Instructions to follow:
Copy out the full passage about the film The Emerald Forest word for word, with nothing added or changed.

Passage provided:
Emotionally gripping, visually stunning, John Boorman’s The Emerald Forest is based on a true story, as related by Los Angeles Times correspondent Leonard Greenwood.
The Emerald Forest world-premiered to great acclaim at the 1985 Cannes Film Fest and is considered a comeback for Boorman, after several artistically disappointing movies.
Powers Boothe stars as Bill Markham, a U.S. engineer working on a dam project in the Amazonian jungles. Bill’s young son, Tomme (played by Boorman’s real-life son, Charley Boorman) is kidnapped in the rain forest by a tribe called “The Invisible People,” a group that has reportedly never experienced contact with Caucasians.
The authorities give up the boy for lost, but Bill perseveres in searching for his son, for over 10 years. While fleeing for his life from The Fierce People (enemies of The Invisible People), he’s rescued by Tomme, now an adoptee of The Invisible People’s chief.

Raw data:
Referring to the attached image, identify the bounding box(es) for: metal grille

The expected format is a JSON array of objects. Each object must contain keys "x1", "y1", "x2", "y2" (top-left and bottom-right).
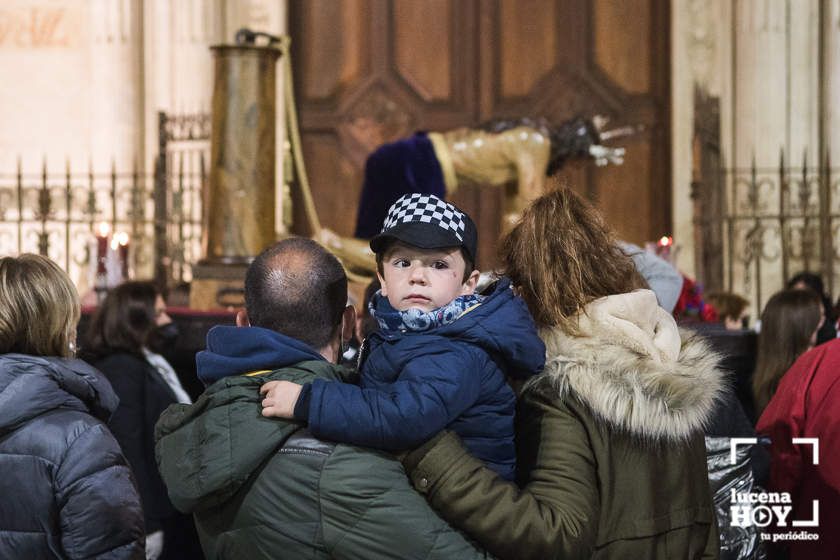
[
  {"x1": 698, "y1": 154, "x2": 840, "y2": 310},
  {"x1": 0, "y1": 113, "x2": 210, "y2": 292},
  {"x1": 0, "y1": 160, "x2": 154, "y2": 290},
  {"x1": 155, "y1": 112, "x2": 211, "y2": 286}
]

--

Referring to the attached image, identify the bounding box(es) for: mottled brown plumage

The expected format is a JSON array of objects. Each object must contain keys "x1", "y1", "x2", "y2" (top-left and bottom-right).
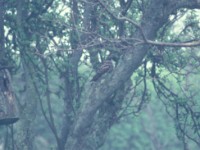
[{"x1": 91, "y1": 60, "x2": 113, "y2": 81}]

Solution below:
Emotionally gripping, visually stunning, John Boorman’s The Emerald Forest is based on a true story, as related by Los Angeles Times correspondent Leonard Greenwood.
The Emerald Forest world-premiered to great acclaim at the 1985 Cannes Film Fest and is considered a comeback for Boorman, after several artistically disappointing movies.
Powers Boothe stars as Bill Markham, a U.S. engineer working on a dam project in the Amazonian jungles. Bill’s young son, Tomme (played by Boorman’s real-life son, Charley Boorman) is kidnapped in the rain forest by a tribe called “The Invisible People,” a group that has reportedly never experienced contact with Caucasians.
The authorities give up the boy for lost, but Bill perseveres in searching for his son, for over 10 years. While fleeing for his life from The Fierce People (enemies of The Invisible People), he’s rescued by Tomme, now an adoptee of The Invisible People’s chief.